> _Data rows_
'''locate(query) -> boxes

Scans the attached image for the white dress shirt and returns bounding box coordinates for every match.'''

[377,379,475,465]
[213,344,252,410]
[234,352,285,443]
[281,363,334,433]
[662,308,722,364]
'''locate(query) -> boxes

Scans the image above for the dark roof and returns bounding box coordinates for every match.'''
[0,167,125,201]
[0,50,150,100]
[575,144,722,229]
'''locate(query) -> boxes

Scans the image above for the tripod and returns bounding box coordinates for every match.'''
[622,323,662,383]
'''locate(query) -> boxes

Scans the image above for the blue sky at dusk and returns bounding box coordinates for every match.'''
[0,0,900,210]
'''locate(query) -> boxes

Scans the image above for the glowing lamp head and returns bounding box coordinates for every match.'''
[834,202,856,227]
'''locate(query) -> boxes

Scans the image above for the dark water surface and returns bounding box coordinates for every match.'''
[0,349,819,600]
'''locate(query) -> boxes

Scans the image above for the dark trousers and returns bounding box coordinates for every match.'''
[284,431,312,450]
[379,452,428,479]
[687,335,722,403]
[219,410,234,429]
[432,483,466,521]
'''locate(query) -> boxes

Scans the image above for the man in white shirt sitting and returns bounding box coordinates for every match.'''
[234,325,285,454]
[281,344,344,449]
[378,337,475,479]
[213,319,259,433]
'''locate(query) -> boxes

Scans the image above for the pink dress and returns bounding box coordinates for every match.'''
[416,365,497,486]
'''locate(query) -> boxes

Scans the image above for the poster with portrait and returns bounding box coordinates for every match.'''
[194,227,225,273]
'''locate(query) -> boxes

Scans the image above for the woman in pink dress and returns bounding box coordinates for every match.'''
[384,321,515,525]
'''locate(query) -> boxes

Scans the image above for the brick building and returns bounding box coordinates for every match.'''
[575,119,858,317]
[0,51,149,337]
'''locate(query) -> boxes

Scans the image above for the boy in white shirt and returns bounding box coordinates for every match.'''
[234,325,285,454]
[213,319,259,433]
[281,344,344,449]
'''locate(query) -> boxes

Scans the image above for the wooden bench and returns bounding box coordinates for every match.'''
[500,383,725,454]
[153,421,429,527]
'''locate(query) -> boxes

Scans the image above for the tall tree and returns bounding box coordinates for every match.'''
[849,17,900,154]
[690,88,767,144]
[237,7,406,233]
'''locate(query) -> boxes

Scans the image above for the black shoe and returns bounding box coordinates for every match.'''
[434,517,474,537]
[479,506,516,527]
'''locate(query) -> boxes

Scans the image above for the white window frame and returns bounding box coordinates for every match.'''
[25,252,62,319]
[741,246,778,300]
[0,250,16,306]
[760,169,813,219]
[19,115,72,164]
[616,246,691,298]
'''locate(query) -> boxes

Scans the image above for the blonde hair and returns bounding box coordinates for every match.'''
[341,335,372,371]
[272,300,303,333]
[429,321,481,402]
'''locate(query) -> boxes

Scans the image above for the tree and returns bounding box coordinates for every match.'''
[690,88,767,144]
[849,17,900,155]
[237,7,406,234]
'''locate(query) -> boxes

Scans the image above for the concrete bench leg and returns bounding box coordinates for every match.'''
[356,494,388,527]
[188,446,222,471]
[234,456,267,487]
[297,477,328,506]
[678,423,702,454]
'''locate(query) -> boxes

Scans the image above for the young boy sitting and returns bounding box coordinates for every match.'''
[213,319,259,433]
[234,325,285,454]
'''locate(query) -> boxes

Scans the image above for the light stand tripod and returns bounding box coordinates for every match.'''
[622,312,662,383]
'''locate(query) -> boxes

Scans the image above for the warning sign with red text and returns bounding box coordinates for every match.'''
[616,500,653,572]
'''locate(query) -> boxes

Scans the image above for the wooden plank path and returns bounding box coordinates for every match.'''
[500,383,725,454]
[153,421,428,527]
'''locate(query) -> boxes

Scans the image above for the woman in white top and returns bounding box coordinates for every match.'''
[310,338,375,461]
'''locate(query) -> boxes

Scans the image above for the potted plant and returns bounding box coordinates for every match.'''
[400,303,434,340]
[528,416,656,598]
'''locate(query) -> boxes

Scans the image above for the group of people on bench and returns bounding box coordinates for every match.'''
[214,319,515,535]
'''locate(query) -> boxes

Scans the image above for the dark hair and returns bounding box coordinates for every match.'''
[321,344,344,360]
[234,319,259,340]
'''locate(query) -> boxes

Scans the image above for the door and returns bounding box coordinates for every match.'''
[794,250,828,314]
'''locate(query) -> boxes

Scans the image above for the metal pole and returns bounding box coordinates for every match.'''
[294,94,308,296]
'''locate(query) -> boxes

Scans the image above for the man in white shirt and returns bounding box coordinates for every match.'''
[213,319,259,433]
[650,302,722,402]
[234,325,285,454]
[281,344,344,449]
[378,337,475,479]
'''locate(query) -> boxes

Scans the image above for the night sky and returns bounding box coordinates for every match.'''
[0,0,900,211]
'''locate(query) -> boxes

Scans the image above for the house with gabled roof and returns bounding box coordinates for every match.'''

> _Your instructions_
From the top of the records above through the line containing "[622,323,662,383]", write the lines out again with their requests, and shift every coordinate in the answers by -56.

> _Answer_
'''locate(query) -> boxes

Scans the attached image for the white dress shirt and returns bounding box coordinates for every match.'''

[321,323,419,409]
[157,288,196,354]
[178,296,229,387]
[225,307,278,377]
[606,252,666,308]
'''locate(query) -> boxes

Scans the image above for the dark roof and returns bounding box coordinates for every match.'''
[-56,111,69,145]
[-56,-6,94,44]
[519,88,666,173]
'''locate(query) -> boxes

Scans the image above for the tripod and returns bounding box coordinates for every match.'''
[566,267,606,327]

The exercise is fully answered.